# Why is 2017 an interesting number?

Some species of cicada emerge once every 17 years. It is believed that this long life cycle evolved in response to predators. Since 17 is a prime number, a predator with a shorter life cycle cannot reliably prey on the cicadas.

At the dawn of the new year 2017, let us reflect that 2017 is also a prime number. Perhaps we can take a lesson from the cicadas, and resolve this year to break out of our old destructive cycles.

In this article, I will discuss some of the interesting mathematical properties of the number 2017.

# 2017 is prime

The first property to note is that 2017 is a prime number. This means that 2017 is not divisible by any number except for 1 and itself. (At this point, I am obligated to mention that 1 is not considered to be prime.)

◆ LISTING
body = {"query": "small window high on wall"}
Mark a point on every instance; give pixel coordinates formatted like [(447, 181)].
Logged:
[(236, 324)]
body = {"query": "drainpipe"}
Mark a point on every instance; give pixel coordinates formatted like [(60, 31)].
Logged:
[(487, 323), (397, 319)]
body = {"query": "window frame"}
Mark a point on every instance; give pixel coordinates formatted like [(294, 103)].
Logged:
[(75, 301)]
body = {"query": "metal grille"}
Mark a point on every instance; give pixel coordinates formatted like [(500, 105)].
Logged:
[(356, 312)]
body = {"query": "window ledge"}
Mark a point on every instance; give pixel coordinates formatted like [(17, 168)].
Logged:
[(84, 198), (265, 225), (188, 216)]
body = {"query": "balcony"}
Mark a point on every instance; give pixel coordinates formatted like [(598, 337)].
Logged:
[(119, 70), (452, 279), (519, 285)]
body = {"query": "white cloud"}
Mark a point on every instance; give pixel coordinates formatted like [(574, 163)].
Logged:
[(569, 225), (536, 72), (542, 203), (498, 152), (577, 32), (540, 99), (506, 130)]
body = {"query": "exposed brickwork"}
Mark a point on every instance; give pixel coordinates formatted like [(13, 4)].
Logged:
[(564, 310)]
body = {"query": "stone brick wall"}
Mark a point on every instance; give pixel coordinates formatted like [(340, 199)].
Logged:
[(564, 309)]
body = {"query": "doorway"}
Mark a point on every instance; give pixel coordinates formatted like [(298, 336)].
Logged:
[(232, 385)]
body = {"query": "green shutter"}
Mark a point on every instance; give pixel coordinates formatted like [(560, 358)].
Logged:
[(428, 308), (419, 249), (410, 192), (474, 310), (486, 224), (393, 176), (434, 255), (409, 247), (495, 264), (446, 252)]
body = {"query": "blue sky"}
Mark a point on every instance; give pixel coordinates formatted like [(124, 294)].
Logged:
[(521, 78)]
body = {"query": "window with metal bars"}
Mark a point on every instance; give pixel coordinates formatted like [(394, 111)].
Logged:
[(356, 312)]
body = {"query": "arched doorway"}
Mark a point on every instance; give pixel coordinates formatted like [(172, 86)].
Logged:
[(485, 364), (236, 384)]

...

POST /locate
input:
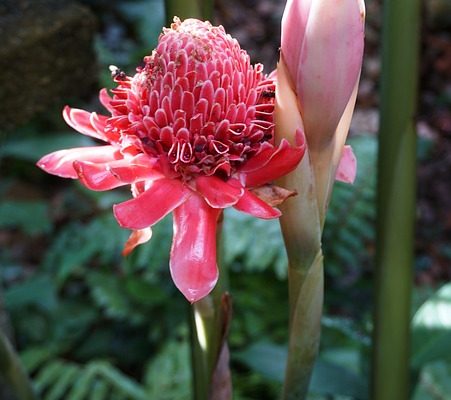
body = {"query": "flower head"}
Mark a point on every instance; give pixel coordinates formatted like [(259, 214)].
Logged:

◆ WRITTEN EXERCISE 1
Please write out the piece on the number 2017 again, everything from "In this article, I" down to "to be prime.)", and switch "article" to "post".
◆ WRITTEN EXERCISE 2
In the piece on the number 2017, how often do some species of cicada emerge?

◆ EXERCISE RESPONSE 1
In this post, I will discuss some of the interesting mathematical properties of the number 2017.

# 2017 is prime

The first property to note is that 2017 is a prime number. This means that 2017 is not divisible by any number except for 1 and itself. (At this point, I am obligated to mention that 1 is not considered to be prime.)

◆ EXERCISE RESPONSE 2
Once every 17 years.